What the task asks: Copy each line that contains the string "wall", taking them from the material.

Data:

---

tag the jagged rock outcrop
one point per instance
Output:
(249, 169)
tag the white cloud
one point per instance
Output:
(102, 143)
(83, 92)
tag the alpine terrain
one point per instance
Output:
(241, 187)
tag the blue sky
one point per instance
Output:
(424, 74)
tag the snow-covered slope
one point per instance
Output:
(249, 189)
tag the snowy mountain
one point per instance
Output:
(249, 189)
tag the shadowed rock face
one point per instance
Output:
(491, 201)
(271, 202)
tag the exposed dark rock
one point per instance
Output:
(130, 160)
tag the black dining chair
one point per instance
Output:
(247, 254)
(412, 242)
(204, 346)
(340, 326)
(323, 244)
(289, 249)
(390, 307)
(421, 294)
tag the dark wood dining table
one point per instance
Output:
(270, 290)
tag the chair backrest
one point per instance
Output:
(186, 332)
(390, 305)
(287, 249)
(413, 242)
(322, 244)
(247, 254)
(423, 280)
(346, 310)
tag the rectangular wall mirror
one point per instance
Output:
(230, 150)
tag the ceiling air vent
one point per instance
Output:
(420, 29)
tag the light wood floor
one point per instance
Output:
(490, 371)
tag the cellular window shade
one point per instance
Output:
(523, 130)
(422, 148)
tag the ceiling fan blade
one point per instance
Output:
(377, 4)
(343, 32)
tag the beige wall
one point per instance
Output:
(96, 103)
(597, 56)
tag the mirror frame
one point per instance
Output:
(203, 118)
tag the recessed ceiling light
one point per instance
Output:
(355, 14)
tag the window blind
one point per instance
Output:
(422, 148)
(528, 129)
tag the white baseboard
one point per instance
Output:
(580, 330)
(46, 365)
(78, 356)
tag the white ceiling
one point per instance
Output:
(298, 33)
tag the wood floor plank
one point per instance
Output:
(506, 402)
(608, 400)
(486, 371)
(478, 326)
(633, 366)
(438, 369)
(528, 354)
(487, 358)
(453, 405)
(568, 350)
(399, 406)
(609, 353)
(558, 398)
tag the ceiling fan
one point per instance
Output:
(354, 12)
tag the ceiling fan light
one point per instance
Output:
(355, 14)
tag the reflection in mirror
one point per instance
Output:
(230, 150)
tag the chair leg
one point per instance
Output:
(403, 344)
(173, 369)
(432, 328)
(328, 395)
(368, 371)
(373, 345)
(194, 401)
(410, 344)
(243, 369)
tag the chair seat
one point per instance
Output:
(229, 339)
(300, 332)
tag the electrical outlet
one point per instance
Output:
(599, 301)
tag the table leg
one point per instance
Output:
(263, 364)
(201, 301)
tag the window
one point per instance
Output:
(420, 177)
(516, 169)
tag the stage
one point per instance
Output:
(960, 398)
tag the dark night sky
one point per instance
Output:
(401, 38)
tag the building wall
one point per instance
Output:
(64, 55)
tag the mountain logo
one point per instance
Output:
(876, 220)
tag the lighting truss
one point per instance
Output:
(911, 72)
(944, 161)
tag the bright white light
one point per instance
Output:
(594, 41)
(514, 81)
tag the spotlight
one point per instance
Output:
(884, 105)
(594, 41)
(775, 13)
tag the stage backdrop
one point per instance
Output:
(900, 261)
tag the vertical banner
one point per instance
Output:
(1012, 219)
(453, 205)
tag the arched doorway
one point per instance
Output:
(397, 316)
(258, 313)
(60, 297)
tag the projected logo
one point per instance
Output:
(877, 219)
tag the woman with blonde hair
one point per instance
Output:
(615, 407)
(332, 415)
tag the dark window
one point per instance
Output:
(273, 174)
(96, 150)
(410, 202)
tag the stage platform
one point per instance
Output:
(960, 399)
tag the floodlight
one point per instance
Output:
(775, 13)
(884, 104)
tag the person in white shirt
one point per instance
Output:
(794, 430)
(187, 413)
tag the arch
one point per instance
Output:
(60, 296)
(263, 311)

---

Solved exercise:
tag the rectangular wall mirror
tag the beige wall
tag the building wall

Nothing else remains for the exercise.